##### Stored data

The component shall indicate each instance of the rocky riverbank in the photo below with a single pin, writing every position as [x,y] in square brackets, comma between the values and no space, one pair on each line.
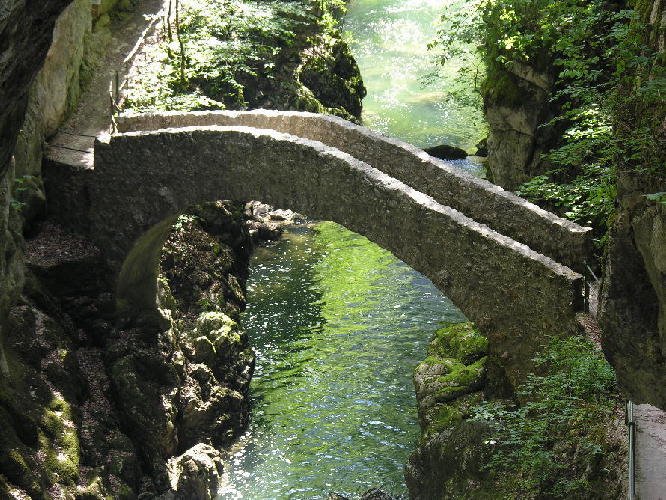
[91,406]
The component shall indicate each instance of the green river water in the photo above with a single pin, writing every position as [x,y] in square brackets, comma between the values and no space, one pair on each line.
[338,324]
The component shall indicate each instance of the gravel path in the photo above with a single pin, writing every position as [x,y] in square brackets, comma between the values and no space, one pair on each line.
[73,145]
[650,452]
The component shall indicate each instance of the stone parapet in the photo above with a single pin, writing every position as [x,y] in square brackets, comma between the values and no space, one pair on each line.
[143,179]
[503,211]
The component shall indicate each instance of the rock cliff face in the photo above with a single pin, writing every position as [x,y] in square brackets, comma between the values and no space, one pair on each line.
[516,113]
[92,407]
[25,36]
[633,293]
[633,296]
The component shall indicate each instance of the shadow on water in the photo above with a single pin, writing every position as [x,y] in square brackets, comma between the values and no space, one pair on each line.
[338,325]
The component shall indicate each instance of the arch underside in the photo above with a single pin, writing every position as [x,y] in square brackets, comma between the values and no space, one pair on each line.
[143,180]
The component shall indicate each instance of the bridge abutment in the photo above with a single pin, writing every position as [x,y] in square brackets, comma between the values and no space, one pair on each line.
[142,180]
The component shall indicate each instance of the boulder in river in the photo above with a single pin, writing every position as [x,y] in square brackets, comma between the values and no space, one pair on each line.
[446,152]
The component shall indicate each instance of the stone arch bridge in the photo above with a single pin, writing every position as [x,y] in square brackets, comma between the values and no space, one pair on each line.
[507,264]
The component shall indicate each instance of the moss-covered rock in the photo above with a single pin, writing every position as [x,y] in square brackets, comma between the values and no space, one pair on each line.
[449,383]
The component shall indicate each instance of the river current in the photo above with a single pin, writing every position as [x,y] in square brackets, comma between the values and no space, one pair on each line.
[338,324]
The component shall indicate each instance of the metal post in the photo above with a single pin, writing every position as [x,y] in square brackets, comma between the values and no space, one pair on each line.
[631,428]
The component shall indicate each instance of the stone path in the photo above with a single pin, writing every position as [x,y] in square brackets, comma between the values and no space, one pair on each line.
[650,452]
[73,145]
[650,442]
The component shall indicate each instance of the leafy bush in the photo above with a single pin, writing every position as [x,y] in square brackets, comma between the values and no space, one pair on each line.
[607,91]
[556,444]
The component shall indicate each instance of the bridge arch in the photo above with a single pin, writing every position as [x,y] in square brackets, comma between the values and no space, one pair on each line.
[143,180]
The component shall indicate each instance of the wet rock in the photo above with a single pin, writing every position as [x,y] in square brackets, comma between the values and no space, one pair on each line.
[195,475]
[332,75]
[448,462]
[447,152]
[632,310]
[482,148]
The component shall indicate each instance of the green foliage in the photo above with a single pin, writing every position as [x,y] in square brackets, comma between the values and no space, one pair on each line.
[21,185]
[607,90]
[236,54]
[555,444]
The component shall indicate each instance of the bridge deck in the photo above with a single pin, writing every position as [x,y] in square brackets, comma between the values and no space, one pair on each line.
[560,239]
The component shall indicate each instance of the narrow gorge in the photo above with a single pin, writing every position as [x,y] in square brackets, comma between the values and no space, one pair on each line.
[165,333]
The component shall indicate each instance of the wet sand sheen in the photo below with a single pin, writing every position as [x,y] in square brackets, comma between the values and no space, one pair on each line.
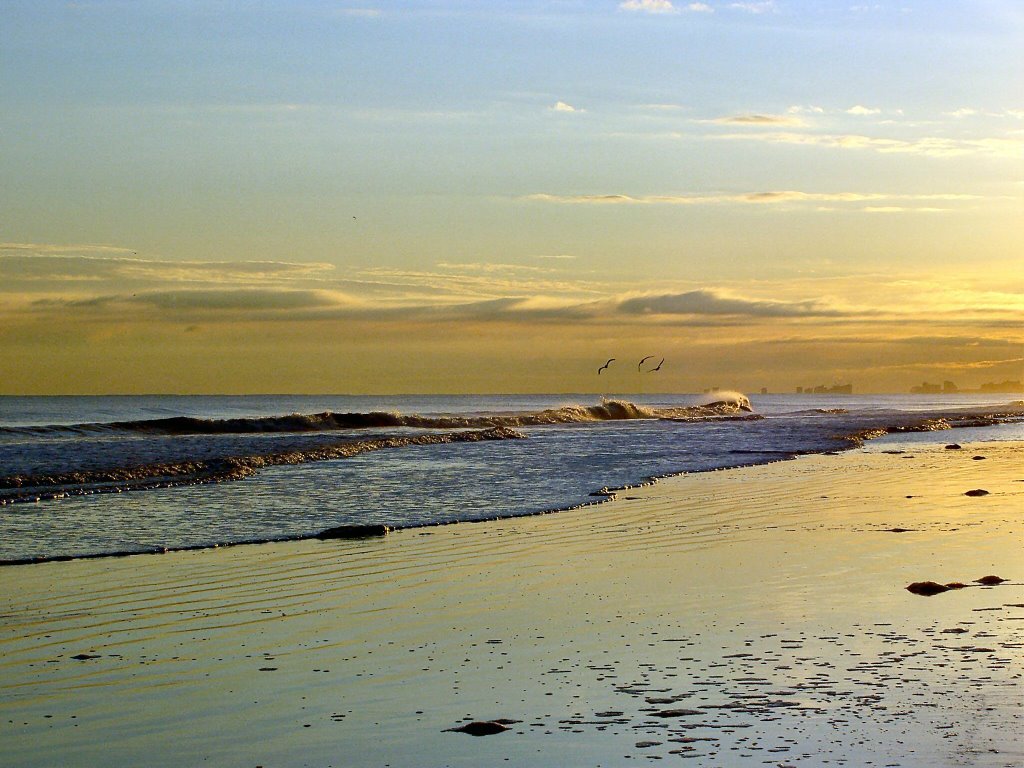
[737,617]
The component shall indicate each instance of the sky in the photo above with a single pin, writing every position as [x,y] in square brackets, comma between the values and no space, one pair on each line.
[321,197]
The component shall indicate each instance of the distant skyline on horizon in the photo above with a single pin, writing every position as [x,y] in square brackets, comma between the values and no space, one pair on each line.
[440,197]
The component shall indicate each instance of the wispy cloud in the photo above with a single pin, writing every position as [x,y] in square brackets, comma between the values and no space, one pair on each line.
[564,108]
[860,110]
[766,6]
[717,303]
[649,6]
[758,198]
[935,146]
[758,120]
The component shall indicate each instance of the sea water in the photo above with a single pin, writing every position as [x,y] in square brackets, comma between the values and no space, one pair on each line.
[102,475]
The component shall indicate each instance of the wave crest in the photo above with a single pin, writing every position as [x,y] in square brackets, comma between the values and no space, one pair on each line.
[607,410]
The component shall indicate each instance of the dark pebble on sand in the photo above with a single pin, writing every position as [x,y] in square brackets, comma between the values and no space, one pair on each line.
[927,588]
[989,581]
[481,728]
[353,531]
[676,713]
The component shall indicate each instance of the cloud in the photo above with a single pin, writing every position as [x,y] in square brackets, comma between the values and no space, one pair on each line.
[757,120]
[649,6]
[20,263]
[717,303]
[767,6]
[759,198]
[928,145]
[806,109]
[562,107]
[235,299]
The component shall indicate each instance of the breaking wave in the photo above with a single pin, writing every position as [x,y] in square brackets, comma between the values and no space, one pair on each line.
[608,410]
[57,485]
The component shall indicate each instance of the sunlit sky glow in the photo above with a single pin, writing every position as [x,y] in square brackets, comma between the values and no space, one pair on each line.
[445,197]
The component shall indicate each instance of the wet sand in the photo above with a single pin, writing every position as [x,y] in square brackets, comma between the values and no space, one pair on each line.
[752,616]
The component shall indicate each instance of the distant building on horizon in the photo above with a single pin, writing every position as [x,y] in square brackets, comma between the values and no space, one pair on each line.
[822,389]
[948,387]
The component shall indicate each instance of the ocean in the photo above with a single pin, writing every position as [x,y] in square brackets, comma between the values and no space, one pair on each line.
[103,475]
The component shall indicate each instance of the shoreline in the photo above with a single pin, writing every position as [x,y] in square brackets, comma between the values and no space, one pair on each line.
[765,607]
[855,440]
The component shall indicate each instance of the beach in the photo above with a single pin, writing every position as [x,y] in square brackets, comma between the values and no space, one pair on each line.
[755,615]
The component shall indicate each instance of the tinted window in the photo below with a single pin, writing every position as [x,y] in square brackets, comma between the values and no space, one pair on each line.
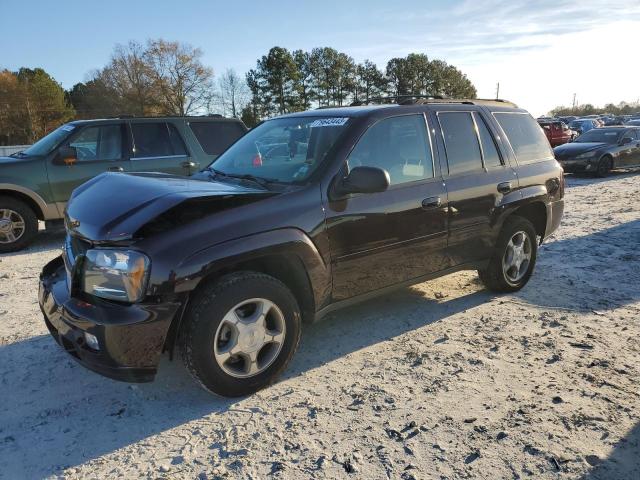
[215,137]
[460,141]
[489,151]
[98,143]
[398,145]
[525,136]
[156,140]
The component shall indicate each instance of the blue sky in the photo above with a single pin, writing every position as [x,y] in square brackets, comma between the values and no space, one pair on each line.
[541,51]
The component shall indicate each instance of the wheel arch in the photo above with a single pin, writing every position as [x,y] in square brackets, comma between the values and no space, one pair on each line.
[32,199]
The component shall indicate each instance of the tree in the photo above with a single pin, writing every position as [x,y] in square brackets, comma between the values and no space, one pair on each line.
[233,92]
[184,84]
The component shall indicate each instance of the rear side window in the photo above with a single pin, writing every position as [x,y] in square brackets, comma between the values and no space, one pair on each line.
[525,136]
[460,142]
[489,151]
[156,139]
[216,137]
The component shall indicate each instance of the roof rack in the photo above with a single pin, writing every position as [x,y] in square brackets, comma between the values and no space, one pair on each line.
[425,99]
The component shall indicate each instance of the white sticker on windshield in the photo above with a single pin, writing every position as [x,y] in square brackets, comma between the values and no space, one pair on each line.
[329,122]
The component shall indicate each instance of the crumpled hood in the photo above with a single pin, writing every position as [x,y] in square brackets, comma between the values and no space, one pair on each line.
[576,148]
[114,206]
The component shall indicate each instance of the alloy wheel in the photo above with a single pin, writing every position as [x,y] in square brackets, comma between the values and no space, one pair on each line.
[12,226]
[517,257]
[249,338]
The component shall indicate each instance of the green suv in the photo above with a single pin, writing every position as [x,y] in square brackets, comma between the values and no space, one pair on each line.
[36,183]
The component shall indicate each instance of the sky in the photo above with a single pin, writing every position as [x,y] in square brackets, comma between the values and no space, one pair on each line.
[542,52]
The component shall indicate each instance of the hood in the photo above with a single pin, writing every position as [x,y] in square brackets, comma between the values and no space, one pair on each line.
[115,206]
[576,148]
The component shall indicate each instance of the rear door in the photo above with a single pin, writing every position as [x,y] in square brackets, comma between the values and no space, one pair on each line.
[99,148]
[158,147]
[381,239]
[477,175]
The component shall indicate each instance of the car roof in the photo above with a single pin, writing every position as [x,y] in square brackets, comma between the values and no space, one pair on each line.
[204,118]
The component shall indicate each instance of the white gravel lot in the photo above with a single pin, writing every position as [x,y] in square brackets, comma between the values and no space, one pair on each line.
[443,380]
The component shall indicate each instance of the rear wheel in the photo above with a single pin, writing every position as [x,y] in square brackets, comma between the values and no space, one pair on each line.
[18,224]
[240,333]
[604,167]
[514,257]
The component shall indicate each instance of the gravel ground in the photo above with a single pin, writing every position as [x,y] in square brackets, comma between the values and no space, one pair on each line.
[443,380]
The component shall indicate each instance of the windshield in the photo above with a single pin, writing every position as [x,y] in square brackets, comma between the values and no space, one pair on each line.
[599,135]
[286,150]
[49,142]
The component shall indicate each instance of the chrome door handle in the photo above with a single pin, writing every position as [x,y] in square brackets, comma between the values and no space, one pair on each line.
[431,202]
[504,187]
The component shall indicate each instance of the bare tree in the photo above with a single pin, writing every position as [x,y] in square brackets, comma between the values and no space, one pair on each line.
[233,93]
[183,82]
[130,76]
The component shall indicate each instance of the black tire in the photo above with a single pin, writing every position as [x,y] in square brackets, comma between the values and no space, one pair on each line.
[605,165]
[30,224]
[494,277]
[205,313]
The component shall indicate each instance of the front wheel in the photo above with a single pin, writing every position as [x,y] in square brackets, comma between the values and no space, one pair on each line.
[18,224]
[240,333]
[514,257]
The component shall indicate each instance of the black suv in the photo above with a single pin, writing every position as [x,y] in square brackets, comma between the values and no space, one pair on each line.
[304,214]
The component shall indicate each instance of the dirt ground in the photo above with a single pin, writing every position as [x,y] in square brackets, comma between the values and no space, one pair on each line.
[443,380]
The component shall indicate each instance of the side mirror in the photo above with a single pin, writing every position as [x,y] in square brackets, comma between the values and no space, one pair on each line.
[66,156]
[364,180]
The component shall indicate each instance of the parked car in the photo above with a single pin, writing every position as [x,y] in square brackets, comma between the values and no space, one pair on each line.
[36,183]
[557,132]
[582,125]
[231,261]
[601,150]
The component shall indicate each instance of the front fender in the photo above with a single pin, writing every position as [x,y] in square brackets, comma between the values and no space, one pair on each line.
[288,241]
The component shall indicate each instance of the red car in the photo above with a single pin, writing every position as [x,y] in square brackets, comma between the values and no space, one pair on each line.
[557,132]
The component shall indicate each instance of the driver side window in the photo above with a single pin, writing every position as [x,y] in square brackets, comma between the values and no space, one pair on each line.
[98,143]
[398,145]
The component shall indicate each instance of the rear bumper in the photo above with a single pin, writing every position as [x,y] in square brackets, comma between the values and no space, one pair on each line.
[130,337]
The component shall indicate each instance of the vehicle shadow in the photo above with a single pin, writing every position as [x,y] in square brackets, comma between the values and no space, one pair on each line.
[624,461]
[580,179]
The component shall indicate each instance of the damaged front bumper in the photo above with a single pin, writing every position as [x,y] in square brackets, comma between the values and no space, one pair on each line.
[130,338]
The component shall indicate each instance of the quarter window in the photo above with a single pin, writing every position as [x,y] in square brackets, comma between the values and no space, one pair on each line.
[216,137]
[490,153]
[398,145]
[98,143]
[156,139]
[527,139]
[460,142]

##########

* Your objective *
Only those lines running from the one containing "The component shall indicate each instance of the driver" through the last line of the data above are to be copied, exactly, with both ends included.

* Problem solution *
The component shall indicate each instance of the driver side window in the photo above with a single pin, writing every position as [x,y] in square brackets, comma between the values and no space, one pair on each line.
[98,143]
[398,145]
The component shall indicate each instance of the rear bumper in the photo above with a single pin, writing every position as [x,y] in square brackets, comma between the values and no space, one pair on each line.
[130,337]
The component shall indicate each instance of the vehicle shadow in the photo above with a single pin, writing every position as [x,y] in square brackets, comma between the values and no space, one pair on each line.
[624,461]
[580,179]
The component shall indicate each instance of the damaged front bumper in the photo above with a single pin, writing every position as [x,y] in square brackets, comma between the values and no space, one pair on each line.
[130,338]
The component shall indicate each instance of the quarter window in the photo above with a single pin, writing every position as [x,y] in square brackets, comma between the values and no space, one pair on each line.
[216,137]
[490,153]
[398,145]
[98,143]
[156,139]
[527,139]
[460,142]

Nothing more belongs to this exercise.